TASK 1: Write out the records from the line with "give the outline of every instance of the flat" through the end of the records, including both of those lines, and leave the pictures out.

==== TEXT TO READ ====

Eddie Rickenbacker's left eyeball was hanging outside its socket when rescuers found him in the wreckage just after dawn. It was February 27, 1941, and the president of Eastern Air Lines -- the most decorated American fighter ace of World War I, a man who had already cheated death more times than most people tempt it -- was pinned in the shattered remains of a Douglas DC-3 in a pine grove southeast of Atlanta. Half of the 16 people aboard were dead, including Maryland Congressman William D. Byron. Rickenbacker had a dented skull, a shattered elbow, crushed hip, twice-broken pelvis, broken knee, and several broken ribs. The crash site lay just five miles from the runway. The cause would come down to something almost absurdly small: an altimeter set wrong by roughly one inch of mercury.
Flight 21 was a workhorse route, the kind that held together the early American air network. It departed LaGuardia Airport on the evening of February 26, stopped briefly at Washington-Hoover Airport, then pushed south toward Atlanta's Candler Field, with scheduled stops continuing on to New Orleans, Houston, and finally Brownsville, Texas, by morning. Rickenbacker was aboard not as a pilot but as a passenger -- the airline's president traveling his own system. The DC-3, registration NC28394, was the backbone of commercial aviation in 1941, a twin-engine workhorse that had transformed flying from a novelty into a viable business. At 11:38 PM Central Time, the crew radioed Eastern's Atlanta operator to report passing over the Stone Mountain reporting point and beginning descent. The operator transmitted the altimeter setting for Candler Field and the current weather conditions. Everything sounded normal.

==== THE DATA ====

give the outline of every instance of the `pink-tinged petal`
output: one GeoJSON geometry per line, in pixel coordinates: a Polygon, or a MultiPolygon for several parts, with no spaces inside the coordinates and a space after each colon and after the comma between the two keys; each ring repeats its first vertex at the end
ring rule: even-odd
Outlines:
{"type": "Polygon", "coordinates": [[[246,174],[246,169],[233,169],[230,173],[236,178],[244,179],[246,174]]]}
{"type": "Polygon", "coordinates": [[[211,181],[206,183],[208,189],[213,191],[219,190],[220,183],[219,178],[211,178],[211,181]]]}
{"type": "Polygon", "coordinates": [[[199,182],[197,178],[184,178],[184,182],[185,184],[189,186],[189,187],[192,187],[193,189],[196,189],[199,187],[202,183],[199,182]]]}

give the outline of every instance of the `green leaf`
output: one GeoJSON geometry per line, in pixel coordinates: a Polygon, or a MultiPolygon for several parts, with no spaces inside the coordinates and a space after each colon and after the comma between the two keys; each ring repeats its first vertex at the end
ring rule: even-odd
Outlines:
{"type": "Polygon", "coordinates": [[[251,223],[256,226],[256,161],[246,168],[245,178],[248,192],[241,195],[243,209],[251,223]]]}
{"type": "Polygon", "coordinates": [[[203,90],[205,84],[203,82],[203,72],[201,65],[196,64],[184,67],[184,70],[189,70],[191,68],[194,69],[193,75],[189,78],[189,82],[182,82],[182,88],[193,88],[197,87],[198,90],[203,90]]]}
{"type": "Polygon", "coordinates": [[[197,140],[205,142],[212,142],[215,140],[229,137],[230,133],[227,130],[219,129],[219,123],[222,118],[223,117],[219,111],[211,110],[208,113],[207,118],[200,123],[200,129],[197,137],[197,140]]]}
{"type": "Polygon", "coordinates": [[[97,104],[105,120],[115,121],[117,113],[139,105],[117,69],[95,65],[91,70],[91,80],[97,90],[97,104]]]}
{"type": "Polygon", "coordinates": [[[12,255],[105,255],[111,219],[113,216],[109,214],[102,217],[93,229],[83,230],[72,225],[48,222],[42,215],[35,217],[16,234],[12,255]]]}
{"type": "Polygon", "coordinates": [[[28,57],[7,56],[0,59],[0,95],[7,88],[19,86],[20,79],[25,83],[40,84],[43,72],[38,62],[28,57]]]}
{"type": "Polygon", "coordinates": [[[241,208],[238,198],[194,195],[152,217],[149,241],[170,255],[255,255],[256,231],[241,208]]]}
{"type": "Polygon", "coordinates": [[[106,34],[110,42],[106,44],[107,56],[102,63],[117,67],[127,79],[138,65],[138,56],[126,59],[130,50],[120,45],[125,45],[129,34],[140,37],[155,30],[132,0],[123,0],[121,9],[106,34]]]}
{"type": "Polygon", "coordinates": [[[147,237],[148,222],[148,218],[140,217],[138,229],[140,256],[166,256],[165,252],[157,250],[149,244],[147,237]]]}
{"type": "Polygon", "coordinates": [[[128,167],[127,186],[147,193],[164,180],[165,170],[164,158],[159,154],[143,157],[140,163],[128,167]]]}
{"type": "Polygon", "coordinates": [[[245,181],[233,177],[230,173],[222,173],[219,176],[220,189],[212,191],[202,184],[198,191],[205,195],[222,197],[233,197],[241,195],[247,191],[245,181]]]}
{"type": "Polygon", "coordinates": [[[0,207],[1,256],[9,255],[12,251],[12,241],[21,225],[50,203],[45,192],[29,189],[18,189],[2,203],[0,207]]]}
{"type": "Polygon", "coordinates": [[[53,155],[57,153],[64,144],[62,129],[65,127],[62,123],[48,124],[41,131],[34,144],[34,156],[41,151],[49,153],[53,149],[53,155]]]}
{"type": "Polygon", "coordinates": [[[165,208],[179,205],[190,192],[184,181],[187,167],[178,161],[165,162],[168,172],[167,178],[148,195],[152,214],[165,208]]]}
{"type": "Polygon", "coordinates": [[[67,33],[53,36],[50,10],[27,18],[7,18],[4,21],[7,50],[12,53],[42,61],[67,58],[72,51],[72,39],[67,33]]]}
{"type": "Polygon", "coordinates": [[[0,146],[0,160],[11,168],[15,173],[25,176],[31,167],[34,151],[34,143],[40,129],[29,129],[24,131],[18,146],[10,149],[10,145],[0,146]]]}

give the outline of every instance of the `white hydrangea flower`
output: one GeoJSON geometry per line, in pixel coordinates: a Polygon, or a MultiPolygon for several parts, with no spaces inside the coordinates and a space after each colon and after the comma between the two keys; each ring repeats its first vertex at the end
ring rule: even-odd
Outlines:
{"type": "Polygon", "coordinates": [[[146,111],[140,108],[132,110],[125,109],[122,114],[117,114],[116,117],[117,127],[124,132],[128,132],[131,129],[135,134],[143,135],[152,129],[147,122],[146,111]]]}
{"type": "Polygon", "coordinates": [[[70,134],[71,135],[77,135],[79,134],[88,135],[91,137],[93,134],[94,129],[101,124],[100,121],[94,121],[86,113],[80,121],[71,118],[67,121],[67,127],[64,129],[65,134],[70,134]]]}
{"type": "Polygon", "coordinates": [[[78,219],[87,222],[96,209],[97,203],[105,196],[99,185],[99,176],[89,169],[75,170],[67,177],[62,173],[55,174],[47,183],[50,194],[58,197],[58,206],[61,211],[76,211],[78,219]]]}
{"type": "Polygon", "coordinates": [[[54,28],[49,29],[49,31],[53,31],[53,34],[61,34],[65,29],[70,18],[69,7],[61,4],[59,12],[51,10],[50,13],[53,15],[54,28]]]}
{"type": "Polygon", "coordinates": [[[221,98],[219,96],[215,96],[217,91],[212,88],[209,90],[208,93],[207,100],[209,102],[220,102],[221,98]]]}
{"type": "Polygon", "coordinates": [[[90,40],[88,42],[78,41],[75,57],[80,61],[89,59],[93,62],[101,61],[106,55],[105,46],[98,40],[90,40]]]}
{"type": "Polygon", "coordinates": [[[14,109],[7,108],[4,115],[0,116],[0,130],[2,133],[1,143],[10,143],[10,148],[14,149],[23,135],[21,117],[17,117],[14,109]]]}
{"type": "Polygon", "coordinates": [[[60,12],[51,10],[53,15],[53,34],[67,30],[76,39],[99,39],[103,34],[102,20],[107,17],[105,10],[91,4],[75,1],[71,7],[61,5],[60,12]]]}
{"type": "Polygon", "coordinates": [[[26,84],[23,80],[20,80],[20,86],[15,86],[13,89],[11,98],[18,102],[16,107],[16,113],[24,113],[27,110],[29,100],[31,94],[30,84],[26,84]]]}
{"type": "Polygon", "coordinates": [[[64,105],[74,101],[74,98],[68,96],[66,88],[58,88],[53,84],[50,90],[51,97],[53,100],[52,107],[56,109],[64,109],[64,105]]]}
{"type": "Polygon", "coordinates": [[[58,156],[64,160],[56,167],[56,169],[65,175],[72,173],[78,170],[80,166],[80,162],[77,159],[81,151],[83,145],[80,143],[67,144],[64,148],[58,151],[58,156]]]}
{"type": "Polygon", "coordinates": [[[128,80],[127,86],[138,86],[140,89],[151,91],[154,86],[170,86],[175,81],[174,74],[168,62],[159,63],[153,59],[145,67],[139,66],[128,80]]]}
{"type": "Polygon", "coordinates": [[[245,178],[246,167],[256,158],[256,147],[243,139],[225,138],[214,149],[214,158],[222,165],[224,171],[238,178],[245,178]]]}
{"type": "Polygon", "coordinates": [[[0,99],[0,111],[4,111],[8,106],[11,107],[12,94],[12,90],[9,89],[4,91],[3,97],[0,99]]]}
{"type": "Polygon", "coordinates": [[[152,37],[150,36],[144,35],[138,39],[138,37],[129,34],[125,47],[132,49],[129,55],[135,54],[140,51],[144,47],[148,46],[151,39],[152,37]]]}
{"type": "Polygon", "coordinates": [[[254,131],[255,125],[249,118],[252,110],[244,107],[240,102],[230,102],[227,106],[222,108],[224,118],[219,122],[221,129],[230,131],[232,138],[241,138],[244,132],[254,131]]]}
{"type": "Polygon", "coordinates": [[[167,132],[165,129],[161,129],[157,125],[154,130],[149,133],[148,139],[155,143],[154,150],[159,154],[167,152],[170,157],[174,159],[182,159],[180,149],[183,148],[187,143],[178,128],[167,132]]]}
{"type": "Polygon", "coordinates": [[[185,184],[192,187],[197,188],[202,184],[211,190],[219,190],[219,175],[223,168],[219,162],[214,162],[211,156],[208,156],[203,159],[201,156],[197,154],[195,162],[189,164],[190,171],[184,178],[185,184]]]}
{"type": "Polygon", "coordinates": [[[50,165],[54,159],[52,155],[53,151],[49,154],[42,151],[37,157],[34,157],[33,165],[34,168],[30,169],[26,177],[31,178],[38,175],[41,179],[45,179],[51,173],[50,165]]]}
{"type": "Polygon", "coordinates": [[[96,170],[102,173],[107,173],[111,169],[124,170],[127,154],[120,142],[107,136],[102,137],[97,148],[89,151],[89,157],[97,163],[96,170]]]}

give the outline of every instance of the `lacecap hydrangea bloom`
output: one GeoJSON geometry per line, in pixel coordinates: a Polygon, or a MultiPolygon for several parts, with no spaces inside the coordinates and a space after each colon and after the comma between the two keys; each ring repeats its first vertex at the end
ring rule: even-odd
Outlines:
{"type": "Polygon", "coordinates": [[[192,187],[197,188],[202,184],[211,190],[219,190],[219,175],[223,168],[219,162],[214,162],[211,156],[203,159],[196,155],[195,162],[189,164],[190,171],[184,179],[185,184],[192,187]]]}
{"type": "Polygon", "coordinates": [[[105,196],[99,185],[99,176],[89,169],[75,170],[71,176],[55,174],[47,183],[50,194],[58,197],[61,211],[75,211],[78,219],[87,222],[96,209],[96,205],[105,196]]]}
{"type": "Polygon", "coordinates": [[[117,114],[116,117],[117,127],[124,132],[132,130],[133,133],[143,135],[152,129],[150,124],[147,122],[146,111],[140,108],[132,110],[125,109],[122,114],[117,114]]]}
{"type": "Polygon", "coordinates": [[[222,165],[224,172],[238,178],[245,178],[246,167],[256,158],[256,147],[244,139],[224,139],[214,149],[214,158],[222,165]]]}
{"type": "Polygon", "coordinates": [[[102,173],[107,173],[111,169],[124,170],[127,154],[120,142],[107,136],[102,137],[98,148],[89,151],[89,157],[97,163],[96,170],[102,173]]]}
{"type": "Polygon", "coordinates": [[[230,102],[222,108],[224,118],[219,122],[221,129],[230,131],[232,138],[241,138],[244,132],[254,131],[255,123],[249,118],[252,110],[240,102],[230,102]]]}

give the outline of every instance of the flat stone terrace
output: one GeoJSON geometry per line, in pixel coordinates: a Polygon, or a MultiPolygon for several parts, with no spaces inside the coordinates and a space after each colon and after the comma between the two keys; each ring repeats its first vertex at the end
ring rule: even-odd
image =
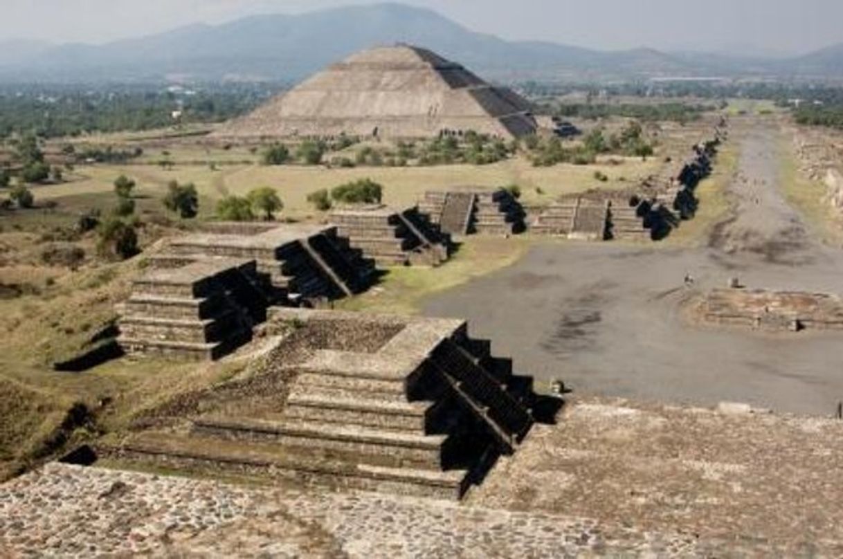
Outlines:
{"type": "Polygon", "coordinates": [[[843,330],[843,301],[827,293],[714,289],[699,301],[703,322],[763,330],[843,330]]]}
{"type": "Polygon", "coordinates": [[[0,486],[10,556],[840,556],[843,422],[569,402],[461,503],[47,465],[0,486]]]}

====

TASK 2: From the text about the Flight 21 crash, give again word for word the part from "Eddie Rickenbacker's left" to "inch of mercury.".

CORRECT RESULT 1:
give the outline of every instance of the flat stone terrace
output: one GeoJSON geometry per line, in pixel coordinates: a Polygon, or a MultiPolygon for several parts, with no spaces inside the coordinates and a space after each colon and after the comma between the two keys; each ring repeats its first vertex at the end
ring rule: even-odd
image =
Outlines:
{"type": "Polygon", "coordinates": [[[843,330],[843,301],[827,293],[714,289],[699,301],[703,322],[763,330],[843,330]]]}
{"type": "Polygon", "coordinates": [[[0,486],[10,556],[840,556],[843,422],[569,402],[461,503],[47,465],[0,486]]]}

CORRECT RESULT 2:
Eddie Rickenbacker's left eyeball was hanging outside its socket when rescuers found him in the wreckage just after dawn. It was February 27, 1941, and the president of Eastern Air Lines -- the most decorated American fighter ace of World War I, a man who had already cheated death more times than most people tempt it -- was pinned in the shattered remains of a Douglas DC-3 in a pine grove southeast of Atlanta. Half of the 16 people aboard were dead, including Maryland Congressman William D. Byron. Rickenbacker had a dented skull, a shattered elbow, crushed hip, twice-broken pelvis, broken knee, and several broken ribs. The crash site lay just five miles from the runway. The cause would come down to something almost absurdly small: an altimeter set wrong by roughly one inch of mercury.